Provided passage:
------------------------------

The 6-foot-3 guard had appeared in 68 games the previous year and spent every professional offseason in either the NBA Pro Summer League or in international competition.
“It was pretty much like four or five years straight of basketball,” Vincent said.
“When the year was done, I was playing World Games or stuff like that with Nigeria, so it was a long stretch of basketball for me.”

And that stretched the limits of a reconstructed left knee that, he mused, had developed “a mind of its own.”
Vincent played in the Lakers’ first four contests of last season but missed the next 23 while undergoing plasma therapy.
He returned on Dec. 20 for a game in Chicago, but 11 minutes of pain convinced him to schedule another surgery for just three days later.
“It was just some old wear and tear in the knee,” Vincent said. “Just clean up. Nothing too crazy.”
He didn’t play again until March 31, and he was clearly not himself even then.

------------------------------

Supplied information:
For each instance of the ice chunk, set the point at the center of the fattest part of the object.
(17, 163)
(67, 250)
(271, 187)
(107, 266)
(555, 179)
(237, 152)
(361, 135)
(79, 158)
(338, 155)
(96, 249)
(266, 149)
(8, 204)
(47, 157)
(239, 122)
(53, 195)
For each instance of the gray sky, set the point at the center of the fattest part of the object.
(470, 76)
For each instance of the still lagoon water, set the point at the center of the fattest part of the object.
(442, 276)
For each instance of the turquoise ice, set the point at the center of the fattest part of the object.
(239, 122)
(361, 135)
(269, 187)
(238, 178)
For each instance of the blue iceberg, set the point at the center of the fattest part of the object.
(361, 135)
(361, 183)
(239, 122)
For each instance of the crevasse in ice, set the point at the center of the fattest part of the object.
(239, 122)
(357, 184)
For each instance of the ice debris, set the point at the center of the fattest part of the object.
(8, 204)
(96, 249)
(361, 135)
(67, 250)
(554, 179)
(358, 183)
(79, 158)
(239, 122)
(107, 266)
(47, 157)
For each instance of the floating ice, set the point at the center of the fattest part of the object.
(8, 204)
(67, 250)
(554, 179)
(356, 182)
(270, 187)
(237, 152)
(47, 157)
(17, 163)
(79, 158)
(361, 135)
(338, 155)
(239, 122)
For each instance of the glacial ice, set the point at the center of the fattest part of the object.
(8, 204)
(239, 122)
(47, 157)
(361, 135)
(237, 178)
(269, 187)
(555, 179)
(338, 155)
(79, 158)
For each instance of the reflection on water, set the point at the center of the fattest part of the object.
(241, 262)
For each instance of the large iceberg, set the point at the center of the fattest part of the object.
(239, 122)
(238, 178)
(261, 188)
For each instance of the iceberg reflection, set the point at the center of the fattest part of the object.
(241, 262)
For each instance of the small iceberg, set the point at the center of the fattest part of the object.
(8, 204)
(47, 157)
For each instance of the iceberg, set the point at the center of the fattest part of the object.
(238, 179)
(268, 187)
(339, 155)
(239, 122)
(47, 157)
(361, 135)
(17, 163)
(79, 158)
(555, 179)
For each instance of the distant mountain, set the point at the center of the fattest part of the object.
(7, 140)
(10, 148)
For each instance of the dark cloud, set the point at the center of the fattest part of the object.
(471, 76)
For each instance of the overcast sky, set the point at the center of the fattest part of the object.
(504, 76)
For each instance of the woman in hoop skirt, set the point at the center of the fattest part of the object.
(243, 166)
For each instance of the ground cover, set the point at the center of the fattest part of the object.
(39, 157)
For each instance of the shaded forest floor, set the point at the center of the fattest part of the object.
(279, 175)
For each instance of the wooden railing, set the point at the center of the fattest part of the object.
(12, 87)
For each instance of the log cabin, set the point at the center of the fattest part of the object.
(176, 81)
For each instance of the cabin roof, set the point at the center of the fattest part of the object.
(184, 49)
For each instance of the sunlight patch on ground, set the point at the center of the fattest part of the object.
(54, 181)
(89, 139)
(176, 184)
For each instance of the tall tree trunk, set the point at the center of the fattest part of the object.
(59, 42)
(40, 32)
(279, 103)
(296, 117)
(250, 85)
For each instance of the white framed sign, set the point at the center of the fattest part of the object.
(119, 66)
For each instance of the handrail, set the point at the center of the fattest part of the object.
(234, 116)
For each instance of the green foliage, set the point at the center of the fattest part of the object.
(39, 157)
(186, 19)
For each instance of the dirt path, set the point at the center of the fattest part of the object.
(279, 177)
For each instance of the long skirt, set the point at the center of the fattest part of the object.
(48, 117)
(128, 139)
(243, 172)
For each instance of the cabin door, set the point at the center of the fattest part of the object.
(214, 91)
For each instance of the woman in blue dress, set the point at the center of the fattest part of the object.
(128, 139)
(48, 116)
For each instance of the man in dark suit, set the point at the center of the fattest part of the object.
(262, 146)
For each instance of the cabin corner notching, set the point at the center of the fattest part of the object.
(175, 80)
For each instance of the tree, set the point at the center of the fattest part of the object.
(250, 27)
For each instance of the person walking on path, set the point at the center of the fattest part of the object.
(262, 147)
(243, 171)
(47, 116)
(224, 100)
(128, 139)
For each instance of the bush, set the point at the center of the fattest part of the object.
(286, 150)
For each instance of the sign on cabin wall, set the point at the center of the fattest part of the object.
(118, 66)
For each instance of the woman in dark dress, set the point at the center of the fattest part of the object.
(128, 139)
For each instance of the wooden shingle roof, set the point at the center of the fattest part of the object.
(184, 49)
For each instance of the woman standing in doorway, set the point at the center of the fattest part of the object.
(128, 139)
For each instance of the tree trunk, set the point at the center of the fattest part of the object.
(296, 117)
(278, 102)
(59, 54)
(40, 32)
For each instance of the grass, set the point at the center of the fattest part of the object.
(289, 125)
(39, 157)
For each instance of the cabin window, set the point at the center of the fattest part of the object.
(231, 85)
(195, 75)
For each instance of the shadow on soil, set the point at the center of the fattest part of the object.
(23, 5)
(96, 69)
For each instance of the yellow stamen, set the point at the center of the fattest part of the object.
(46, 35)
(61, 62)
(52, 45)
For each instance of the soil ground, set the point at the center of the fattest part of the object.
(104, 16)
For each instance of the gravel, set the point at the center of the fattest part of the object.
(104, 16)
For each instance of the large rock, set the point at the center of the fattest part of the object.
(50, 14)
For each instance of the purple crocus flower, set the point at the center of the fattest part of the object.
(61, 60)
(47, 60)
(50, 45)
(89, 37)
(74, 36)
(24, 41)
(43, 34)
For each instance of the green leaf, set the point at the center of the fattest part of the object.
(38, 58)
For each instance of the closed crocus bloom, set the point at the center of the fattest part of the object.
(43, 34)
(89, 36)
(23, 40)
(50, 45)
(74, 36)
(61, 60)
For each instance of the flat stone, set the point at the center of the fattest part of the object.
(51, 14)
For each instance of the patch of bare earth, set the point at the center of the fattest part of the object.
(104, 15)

------------------------------

Required action 1: In the passage about Vincent's knee, on what date did he return for a game in Chicago?
Required action 2: Rewrite the paragraph beginning "And that stretched the limits" from the passage about Vincent's knee as a short bulleted list that keeps its main facts.

Reply 1: Dec. 20

Reply 2:
- The long run of basketball strained Vincent's reconstructed left knee, which he said had developed "a mind of its own."
- He played in the Lakers' first four games of last season, then missed the next 23 while undergoing plasma therapy.
- He returned on Dec. 20 in Chicago, but 11 minutes of pain led him to schedule another surgery three days later.
- He described the problem as old wear and tear needing a clean-up, "Nothing too crazy."
- He didn't play again until March 31 and was clearly not himself even then.